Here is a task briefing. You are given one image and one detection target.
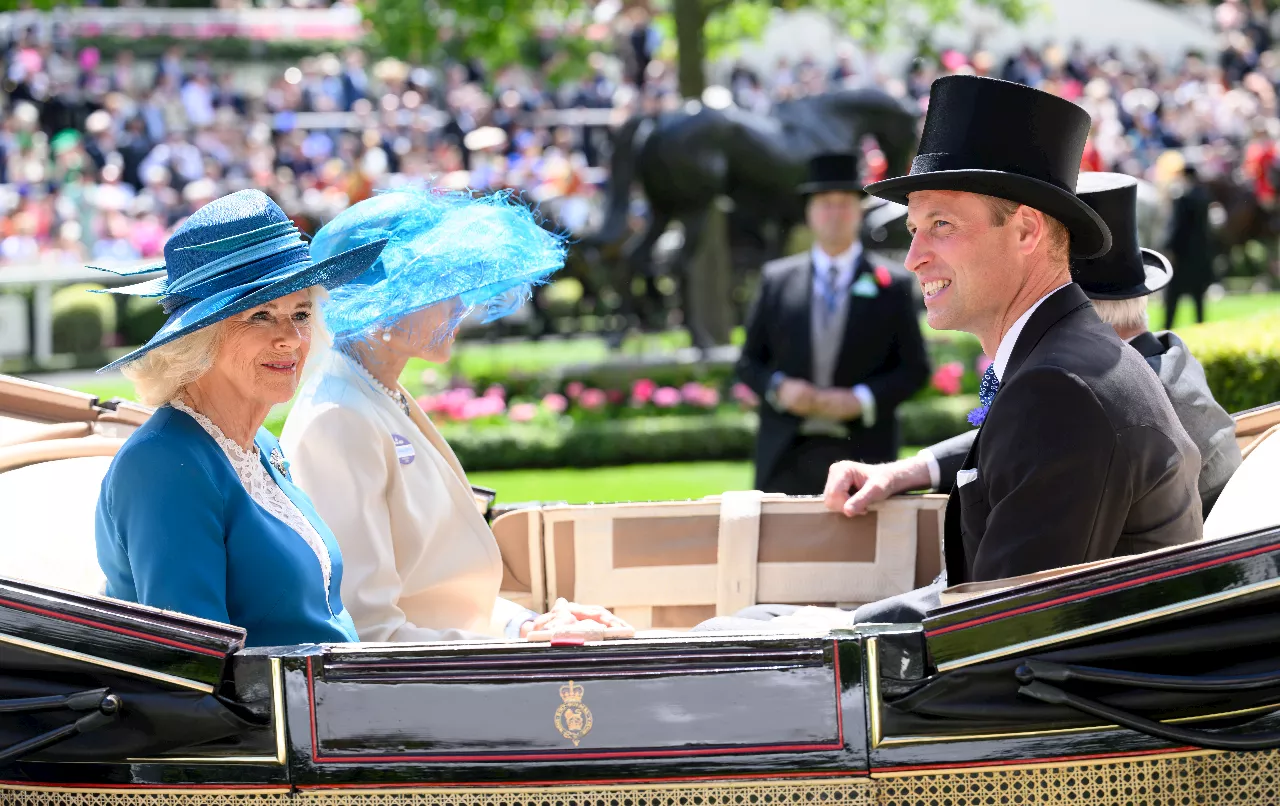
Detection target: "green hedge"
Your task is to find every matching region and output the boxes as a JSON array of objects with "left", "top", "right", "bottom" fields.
[
  {"left": 440, "top": 413, "right": 759, "bottom": 472},
  {"left": 898, "top": 395, "right": 980, "bottom": 446},
  {"left": 119, "top": 296, "right": 168, "bottom": 348},
  {"left": 1182, "top": 314, "right": 1280, "bottom": 414},
  {"left": 422, "top": 395, "right": 979, "bottom": 472},
  {"left": 51, "top": 283, "right": 115, "bottom": 358}
]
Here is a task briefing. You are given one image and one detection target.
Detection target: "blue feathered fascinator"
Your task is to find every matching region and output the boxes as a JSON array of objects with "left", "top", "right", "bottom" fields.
[{"left": 310, "top": 187, "right": 568, "bottom": 344}]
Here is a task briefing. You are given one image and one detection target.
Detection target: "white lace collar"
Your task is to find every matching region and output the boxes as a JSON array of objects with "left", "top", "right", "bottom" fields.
[{"left": 170, "top": 398, "right": 333, "bottom": 594}]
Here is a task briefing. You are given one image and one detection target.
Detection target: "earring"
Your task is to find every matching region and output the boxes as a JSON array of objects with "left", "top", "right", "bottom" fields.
[{"left": 381, "top": 330, "right": 392, "bottom": 343}]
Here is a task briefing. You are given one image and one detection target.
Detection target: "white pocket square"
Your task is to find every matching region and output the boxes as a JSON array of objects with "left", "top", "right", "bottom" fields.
[{"left": 956, "top": 469, "right": 979, "bottom": 488}]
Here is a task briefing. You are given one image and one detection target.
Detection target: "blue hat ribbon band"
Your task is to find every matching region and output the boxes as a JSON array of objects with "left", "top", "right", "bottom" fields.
[
  {"left": 166, "top": 232, "right": 307, "bottom": 295},
  {"left": 174, "top": 220, "right": 300, "bottom": 254}
]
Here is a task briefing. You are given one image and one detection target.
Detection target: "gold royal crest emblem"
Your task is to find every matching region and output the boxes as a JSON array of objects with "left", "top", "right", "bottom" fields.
[{"left": 554, "top": 681, "right": 593, "bottom": 746}]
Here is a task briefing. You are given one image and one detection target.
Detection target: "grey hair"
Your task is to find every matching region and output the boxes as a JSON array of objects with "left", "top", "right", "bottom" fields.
[
  {"left": 1092, "top": 296, "right": 1149, "bottom": 335},
  {"left": 121, "top": 287, "right": 328, "bottom": 407}
]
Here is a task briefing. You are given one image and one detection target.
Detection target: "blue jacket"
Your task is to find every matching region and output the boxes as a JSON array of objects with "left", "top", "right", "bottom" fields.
[{"left": 96, "top": 406, "right": 359, "bottom": 647}]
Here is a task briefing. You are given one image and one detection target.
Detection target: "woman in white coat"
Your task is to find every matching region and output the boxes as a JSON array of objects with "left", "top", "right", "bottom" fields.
[{"left": 281, "top": 189, "right": 626, "bottom": 641}]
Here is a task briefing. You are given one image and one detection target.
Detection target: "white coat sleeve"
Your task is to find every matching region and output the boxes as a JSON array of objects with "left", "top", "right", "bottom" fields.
[{"left": 287, "top": 404, "right": 491, "bottom": 644}]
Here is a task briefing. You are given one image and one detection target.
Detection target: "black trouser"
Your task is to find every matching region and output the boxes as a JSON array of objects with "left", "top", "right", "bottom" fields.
[
  {"left": 761, "top": 435, "right": 889, "bottom": 497},
  {"left": 1164, "top": 283, "right": 1206, "bottom": 329}
]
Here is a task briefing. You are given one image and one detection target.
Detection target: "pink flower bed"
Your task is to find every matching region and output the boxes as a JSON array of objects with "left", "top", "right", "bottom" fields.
[{"left": 416, "top": 377, "right": 739, "bottom": 425}]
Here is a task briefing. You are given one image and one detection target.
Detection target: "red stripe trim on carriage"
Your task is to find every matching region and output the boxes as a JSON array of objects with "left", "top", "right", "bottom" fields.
[
  {"left": 0, "top": 596, "right": 228, "bottom": 657},
  {"left": 925, "top": 540, "right": 1280, "bottom": 638},
  {"left": 306, "top": 653, "right": 845, "bottom": 763},
  {"left": 298, "top": 770, "right": 867, "bottom": 789},
  {"left": 873, "top": 745, "right": 1200, "bottom": 773}
]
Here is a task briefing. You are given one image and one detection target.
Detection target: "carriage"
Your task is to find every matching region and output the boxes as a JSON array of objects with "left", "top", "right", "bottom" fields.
[{"left": 2, "top": 372, "right": 1280, "bottom": 805}]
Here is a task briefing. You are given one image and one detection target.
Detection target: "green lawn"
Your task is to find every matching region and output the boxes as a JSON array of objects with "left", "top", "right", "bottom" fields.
[
  {"left": 471, "top": 447, "right": 925, "bottom": 505},
  {"left": 471, "top": 461, "right": 755, "bottom": 505}
]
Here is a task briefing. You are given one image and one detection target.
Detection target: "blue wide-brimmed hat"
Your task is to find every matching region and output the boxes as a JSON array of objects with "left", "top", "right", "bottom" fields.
[
  {"left": 309, "top": 187, "right": 568, "bottom": 344},
  {"left": 92, "top": 189, "right": 388, "bottom": 373}
]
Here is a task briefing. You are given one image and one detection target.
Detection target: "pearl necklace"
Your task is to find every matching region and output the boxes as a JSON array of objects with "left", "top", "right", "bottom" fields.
[{"left": 342, "top": 347, "right": 412, "bottom": 418}]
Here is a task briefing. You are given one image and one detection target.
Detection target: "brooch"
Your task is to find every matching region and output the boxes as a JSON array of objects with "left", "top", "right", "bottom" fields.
[{"left": 269, "top": 447, "right": 291, "bottom": 479}]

***

Assignment – Copy out every entry exactly as written, but not the pictures.

Task answer –
Here is a task briefing. You are given one image and one detection target.
Detection target: "green hedge"
Your task is to find every matching region and output the boxes as a JSON array of objects with "left", "top", "right", "bottom" fields.
[
  {"left": 440, "top": 413, "right": 759, "bottom": 472},
  {"left": 898, "top": 395, "right": 980, "bottom": 446},
  {"left": 119, "top": 296, "right": 168, "bottom": 348},
  {"left": 1182, "top": 314, "right": 1280, "bottom": 414},
  {"left": 422, "top": 395, "right": 979, "bottom": 472},
  {"left": 51, "top": 283, "right": 115, "bottom": 358}
]
Here is a task briefing. You are given one image and one detection target.
Detection target: "blue feathered fascinator"
Your task is to find every matching region and output the boxes as a JSON array of objects with "left", "top", "right", "bottom" fields.
[{"left": 310, "top": 187, "right": 568, "bottom": 344}]
Here is a task briefing. You are given one image and one detection target.
Detection target: "white lace collar"
Your task is to find every matching region and output the boxes as a JSON array of objects with "left", "top", "right", "bottom" fields.
[{"left": 170, "top": 398, "right": 333, "bottom": 594}]
Here is a task briefing. You are given one image and one detection target.
Detection target: "earring"
Your task is to find every matching region and output the boxes as a JSON array of objects with "left", "top", "right", "bottom" fields.
[{"left": 381, "top": 330, "right": 392, "bottom": 343}]
Here is a task briefing. You are given one image and one detection target.
Detection target: "white pocket square"
Your task is to find every matching region and output the boxes as a JSON array of objects with "left", "top", "right", "bottom" fields.
[{"left": 956, "top": 469, "right": 979, "bottom": 488}]
Here is a task briefing. You are given one image and one detection target.
Detection target: "blue hat ribbon band"
Your task is to find every matching region and output the boxes as a JSON array of objects with "left", "top", "right", "bottom" fields.
[
  {"left": 166, "top": 232, "right": 307, "bottom": 295},
  {"left": 174, "top": 220, "right": 300, "bottom": 254}
]
Here is a task briefing. You are given one image and one detection target.
Detection target: "gold royal crest emblem"
Your task is to find every matching region and output the boxes as a JSON array of objects with "left", "top", "right", "bottom" fields.
[{"left": 554, "top": 681, "right": 593, "bottom": 746}]
Here is a task briefing. You are given one image and one detection target.
Detection target: "grey hair"
Your task is to find every matching region and output the boxes as a JSON array of objects with "left", "top", "right", "bottom" fields.
[
  {"left": 1092, "top": 296, "right": 1149, "bottom": 335},
  {"left": 121, "top": 287, "right": 328, "bottom": 407}
]
Here is a task briefing. You are given one image and one detection target.
Detection target: "blue jacket"
Your task is to find every matching region and output the boxes as a JSON array of objects with "left", "top", "right", "bottom" fields.
[{"left": 96, "top": 406, "right": 359, "bottom": 647}]
Here is a task briefing. You are given one image and one detection target.
Detection target: "woman in white coat"
Your task is to find every matching region and output the boxes as a JSON array of objects with "left", "top", "right", "bottom" fields.
[{"left": 281, "top": 189, "right": 626, "bottom": 641}]
Here is a task briefing. You are given one image and one detection target.
Detection target: "white coat sleeve"
Your task is to find every matching region and output the boxes as a JSON array of objects with "left", "top", "right", "bottom" fields.
[{"left": 287, "top": 404, "right": 491, "bottom": 644}]
Here is a task briefing. You are given one image and one detection target.
Detection target: "black trouser"
Your task is to find every matching region and output the boxes as a JSON array of objects with "left", "top", "right", "bottom" fields.
[
  {"left": 761, "top": 435, "right": 889, "bottom": 497},
  {"left": 1164, "top": 283, "right": 1206, "bottom": 329}
]
Here is a task briefing. You are given one image and one detection target.
Detection target: "pink flower bed"
Your task is to find every matching region and output the boxes as a JSON array of objects with "left", "top", "right", "bottom" fields.
[{"left": 416, "top": 377, "right": 739, "bottom": 425}]
Here is a task briefing. You are given one image and one detection target.
Detection target: "red stripe trim on carriage"
Your task is to find every matching region and output the boxes as a JSON array of objects with "left", "top", "right", "bottom" fields.
[
  {"left": 0, "top": 596, "right": 228, "bottom": 657},
  {"left": 925, "top": 540, "right": 1280, "bottom": 638},
  {"left": 306, "top": 653, "right": 845, "bottom": 763},
  {"left": 298, "top": 770, "right": 867, "bottom": 789},
  {"left": 873, "top": 745, "right": 1200, "bottom": 773}
]
Here is a task briefing. You are given one image and one detection target.
Detection target: "carriage"
Your task is to find every matching region and output the boxes as a JSON array of objects with "left", "top", "right", "bottom" fields.
[{"left": 2, "top": 372, "right": 1280, "bottom": 805}]
Here is a task briefing. You are given one image and one detection target.
Detection target: "green lawn"
Your task is to find every matching region and output the boxes as a JSON array of objects with "left", "top", "right", "bottom" fields.
[
  {"left": 471, "top": 447, "right": 925, "bottom": 505},
  {"left": 471, "top": 461, "right": 755, "bottom": 505}
]
Here is a task briefing. You are given one image and one detection target.
Detection target: "blue wide-brimmed hat"
Your task is to find every matching region and output the boxes as a JSON array of objects with "left", "top", "right", "bottom" fields.
[
  {"left": 309, "top": 187, "right": 568, "bottom": 344},
  {"left": 92, "top": 189, "right": 388, "bottom": 373}
]
Here is a task briefing. You are given one image and one detection target.
Detection target: "pearl necklace"
Your task is to find every matching region and output the boxes as a JSON array of objects with "left", "top", "right", "bottom" fields.
[{"left": 342, "top": 347, "right": 412, "bottom": 418}]
Here is a task briefing. You are given one image and one detection target.
Detection target: "brooch"
Your task is to find every matching region and output the boxes as a JSON array of objects with "left", "top", "right", "bottom" fields.
[{"left": 269, "top": 447, "right": 291, "bottom": 479}]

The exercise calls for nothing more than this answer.